Set exercise:
Retype all of the entries word for word.

Dataset extract:
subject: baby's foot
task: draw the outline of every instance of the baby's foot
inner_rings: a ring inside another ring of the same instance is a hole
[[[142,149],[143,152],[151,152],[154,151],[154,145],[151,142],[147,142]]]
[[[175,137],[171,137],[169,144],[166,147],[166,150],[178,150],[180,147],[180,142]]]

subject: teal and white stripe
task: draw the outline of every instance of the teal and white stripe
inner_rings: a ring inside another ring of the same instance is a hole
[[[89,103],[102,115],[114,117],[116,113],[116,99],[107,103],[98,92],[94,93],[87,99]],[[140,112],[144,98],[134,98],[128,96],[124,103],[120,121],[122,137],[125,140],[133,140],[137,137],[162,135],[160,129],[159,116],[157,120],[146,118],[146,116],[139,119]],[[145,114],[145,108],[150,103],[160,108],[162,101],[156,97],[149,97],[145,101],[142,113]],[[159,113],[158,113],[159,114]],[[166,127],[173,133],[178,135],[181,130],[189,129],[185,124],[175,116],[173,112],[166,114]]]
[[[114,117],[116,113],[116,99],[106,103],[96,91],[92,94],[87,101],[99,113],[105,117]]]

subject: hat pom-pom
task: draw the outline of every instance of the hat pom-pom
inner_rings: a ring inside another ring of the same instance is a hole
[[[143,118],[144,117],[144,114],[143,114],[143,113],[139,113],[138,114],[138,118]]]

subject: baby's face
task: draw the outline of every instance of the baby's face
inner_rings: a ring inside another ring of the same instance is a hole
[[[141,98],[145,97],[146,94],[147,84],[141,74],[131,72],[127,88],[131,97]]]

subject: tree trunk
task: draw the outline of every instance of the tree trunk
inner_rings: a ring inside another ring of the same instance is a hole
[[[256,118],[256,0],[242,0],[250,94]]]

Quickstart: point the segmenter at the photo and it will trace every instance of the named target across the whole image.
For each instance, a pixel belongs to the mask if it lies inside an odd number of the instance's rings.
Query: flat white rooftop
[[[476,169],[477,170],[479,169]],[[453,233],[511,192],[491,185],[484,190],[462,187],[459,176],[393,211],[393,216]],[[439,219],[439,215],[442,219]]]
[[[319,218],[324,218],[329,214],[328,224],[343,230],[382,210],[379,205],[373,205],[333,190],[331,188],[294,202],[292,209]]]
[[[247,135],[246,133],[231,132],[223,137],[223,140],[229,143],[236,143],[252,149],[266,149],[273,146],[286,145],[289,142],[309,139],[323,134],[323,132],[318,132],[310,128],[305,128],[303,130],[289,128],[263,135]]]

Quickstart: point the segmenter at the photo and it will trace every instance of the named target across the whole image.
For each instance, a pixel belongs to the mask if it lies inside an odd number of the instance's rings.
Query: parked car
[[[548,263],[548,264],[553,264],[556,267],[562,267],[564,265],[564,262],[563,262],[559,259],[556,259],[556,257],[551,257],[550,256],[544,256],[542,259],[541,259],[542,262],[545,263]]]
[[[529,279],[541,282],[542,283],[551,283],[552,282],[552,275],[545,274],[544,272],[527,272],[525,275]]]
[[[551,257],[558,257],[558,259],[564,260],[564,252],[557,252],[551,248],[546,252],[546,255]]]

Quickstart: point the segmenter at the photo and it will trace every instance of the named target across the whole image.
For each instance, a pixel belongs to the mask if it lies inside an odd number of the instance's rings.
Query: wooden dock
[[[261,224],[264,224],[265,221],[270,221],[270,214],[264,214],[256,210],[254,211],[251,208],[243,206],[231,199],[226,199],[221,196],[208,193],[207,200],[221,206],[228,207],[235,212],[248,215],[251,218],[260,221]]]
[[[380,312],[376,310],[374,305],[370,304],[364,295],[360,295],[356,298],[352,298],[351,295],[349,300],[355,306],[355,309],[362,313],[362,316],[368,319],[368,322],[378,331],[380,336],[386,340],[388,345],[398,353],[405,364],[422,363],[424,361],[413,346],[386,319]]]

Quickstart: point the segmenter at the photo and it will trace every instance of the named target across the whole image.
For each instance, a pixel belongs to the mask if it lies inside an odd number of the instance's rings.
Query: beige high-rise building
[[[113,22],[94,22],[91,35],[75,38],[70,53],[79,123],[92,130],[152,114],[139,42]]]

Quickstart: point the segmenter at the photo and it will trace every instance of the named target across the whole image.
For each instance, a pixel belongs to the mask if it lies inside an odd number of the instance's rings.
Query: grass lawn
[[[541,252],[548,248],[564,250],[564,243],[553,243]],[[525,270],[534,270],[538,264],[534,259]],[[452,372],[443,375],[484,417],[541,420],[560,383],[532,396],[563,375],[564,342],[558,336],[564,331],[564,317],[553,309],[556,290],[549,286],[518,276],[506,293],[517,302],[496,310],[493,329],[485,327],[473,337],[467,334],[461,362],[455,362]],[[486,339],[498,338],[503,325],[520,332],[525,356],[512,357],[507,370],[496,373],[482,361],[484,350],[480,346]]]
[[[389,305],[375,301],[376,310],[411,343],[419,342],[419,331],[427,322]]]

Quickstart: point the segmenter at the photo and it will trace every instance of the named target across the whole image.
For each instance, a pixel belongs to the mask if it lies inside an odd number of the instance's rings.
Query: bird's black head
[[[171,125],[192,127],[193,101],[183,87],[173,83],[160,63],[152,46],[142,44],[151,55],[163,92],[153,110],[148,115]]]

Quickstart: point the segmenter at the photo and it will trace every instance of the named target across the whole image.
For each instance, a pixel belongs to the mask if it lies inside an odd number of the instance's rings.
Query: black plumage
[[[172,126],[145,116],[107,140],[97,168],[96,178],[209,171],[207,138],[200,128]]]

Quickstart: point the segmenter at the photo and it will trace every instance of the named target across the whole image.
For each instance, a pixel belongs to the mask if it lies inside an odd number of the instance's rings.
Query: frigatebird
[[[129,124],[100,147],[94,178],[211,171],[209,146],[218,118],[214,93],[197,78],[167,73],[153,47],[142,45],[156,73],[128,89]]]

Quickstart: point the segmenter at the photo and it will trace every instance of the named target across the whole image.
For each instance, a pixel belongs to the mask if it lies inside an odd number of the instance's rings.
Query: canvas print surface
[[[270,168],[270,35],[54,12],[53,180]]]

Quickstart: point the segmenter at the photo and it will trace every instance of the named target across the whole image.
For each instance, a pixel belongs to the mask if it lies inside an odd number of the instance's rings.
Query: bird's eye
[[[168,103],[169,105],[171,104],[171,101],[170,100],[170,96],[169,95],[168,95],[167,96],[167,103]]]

Correct answer:
subject: baby's foot
task: draw the outline of every instance of the baby's foot
inner_rings: a ring inside another ring of the same instance is a hole
[[[142,149],[143,152],[151,152],[154,151],[154,145],[151,142],[147,142]]]
[[[175,137],[171,137],[169,144],[166,147],[166,150],[178,150],[180,147],[180,142]]]

subject: teal and white stripe
task: draw the outline of every instance of the teal and white stripe
inner_rings: a ring inside another ring of the same instance is a hole
[[[89,103],[102,115],[114,117],[116,113],[116,99],[107,103],[98,92],[94,93],[87,99]],[[140,112],[144,98],[134,98],[128,96],[124,103],[120,121],[122,137],[125,140],[133,140],[137,137],[162,135],[160,129],[159,116],[157,120],[146,118],[146,116],[139,119]],[[145,114],[145,108],[150,103],[160,108],[162,101],[156,97],[149,97],[145,101],[142,113]],[[159,113],[158,113],[159,114]],[[166,127],[173,133],[178,135],[181,130],[189,129],[185,124],[175,116],[173,112],[166,114]]]
[[[114,117],[116,113],[116,99],[106,103],[96,91],[92,94],[87,101],[99,113],[105,117]]]

subject: hat pom-pom
task: draw the outline of every instance of the hat pom-pom
inner_rings: a ring inside another ring of the same instance is a hole
[[[143,118],[144,117],[144,114],[143,114],[143,113],[139,113],[138,114],[138,118]]]

subject: baby's face
task: draw the outline of every instance of the baby's face
inner_rings: a ring inside another ring of the same instance is a hole
[[[141,98],[145,97],[146,94],[147,84],[141,74],[131,72],[127,88],[131,97]]]

subject: tree trunk
task: draw the outline of every instance of the tree trunk
inner_rings: a ring inside another ring of the same instance is a hole
[[[256,118],[256,0],[242,0],[250,94]]]

Quickstart: point the segmenter at the photo and it will trace every instance of the named target across the whole image.
For each instance, a pixel belongs to the mask if it lies inside an odd number of the instance's rings.
Query: flat white rooftop
[[[476,169],[477,170],[479,169]],[[453,233],[511,192],[491,185],[484,190],[462,187],[459,176],[393,211],[393,216]],[[439,219],[439,215],[442,219]]]
[[[319,218],[324,218],[329,214],[328,224],[343,230],[382,210],[379,205],[373,205],[333,190],[331,188],[294,202],[292,209]]]
[[[247,135],[246,133],[231,132],[223,137],[223,140],[229,143],[236,143],[252,149],[266,149],[273,146],[286,145],[289,142],[309,139],[323,134],[323,132],[318,132],[310,128],[305,128],[303,130],[289,128],[263,135]]]

Quickstart: point the segmenter at the photo and it will trace every instance of the named target across the whole image.
For each instance, a pixel belongs to the mask if it lies inside an odd number of the instance's rings.
Query: parked car
[[[548,263],[548,264],[553,264],[556,267],[562,267],[564,265],[564,262],[563,262],[559,259],[556,259],[556,257],[551,257],[550,256],[544,256],[542,259],[541,259],[542,262],[545,263]]]
[[[529,279],[541,282],[542,283],[551,283],[552,282],[552,275],[545,274],[544,272],[527,272],[525,275]]]
[[[551,257],[558,257],[558,259],[564,260],[564,252],[557,252],[551,248],[546,252],[546,255]]]

Quickstart: point the segmenter at the photo and it will trace every instance of the named target across the whole image.
For each instance, a pixel belongs to the mask if it lies inside an odd number of the instance's rings.
Query: wooden dock
[[[261,224],[264,224],[265,221],[270,221],[270,214],[264,214],[256,210],[254,211],[251,208],[243,206],[231,199],[226,199],[221,196],[208,193],[207,200],[221,206],[228,207],[235,212],[248,215],[251,218],[260,221]]]
[[[380,312],[376,310],[374,305],[370,304],[364,295],[360,295],[356,298],[352,298],[351,295],[349,300],[355,306],[355,309],[362,313],[362,316],[368,319],[368,322],[378,331],[380,336],[386,340],[388,345],[398,353],[405,364],[422,363],[424,361],[413,346],[386,319]]]

Quickstart: point the segmenter at the photo and it will trace every instance of the named target across the whole image.
For each instance, a pixel belongs to the mask if it lies inside an odd number of the instance's rings.
Query: beige high-rise building
[[[113,22],[94,22],[91,35],[75,38],[70,53],[79,123],[92,130],[152,114],[139,42]]]

Quickstart: point the segmenter at the photo and it will trace every instance of the named target across the whole image.
For each instance, a pixel belongs to the mask if it lies inside an odd number of the instance's rings.
Query: grass lawn
[[[541,252],[548,248],[564,250],[564,243],[553,243]],[[525,270],[534,270],[538,264],[534,259]],[[452,372],[443,375],[484,417],[541,420],[560,383],[532,396],[563,375],[564,342],[558,336],[564,331],[564,317],[553,309],[556,290],[549,286],[518,276],[506,293],[517,302],[496,310],[493,329],[485,327],[473,337],[467,334],[461,362],[455,362]],[[486,339],[498,338],[503,325],[520,332],[525,356],[512,357],[507,370],[496,373],[482,361],[484,350],[480,346]]]
[[[389,305],[375,301],[376,310],[411,343],[419,342],[419,331],[427,322]]]

Quickstart: point the segmenter at the photo and it will trace every instance of the named target across the whole image.
For each instance, a pixel belongs to the mask if it lies inside an odd number of the instance's rings.
Query: bird's black head
[[[171,125],[192,127],[193,101],[183,87],[173,83],[160,63],[152,46],[142,44],[151,55],[163,92],[153,110],[148,115]]]

Quickstart: point the segmenter at the photo and it will trace every instance of the named target across the whole image.
For each instance, a pixel belongs to the mask if it lies inside an odd number of the instance's rings.
Query: black plumage
[[[172,126],[145,116],[107,140],[97,168],[96,178],[209,171],[207,138],[200,128]]]

Quickstart: point the segmenter at the photo and it will trace every instance of the named target across the whole image.
For each instance, a pixel belongs to the mask if it lies inside an odd number of the instance's rings.
Query: frigatebird
[[[129,124],[100,147],[94,178],[211,171],[209,146],[218,118],[214,93],[197,78],[167,73],[153,47],[142,45],[156,73],[128,89]]]

Quickstart: point the segmenter at the photo and it will trace every instance of the named target across the whole image.
For each instance, a pixel belongs to the mask if it lies inside an odd number of the instance's rings.
Query: canvas print surface
[[[270,168],[270,35],[54,12],[53,180]]]

Quickstart: point the segmenter at the photo and it will trace every instance of the named target across the whole image.
For each instance, a pixel belongs to the mask if it lies inside an odd number of the instance's rings.
Query: bird's eye
[[[168,103],[169,105],[171,104],[171,101],[170,100],[170,96],[169,95],[168,95],[167,96],[167,103]]]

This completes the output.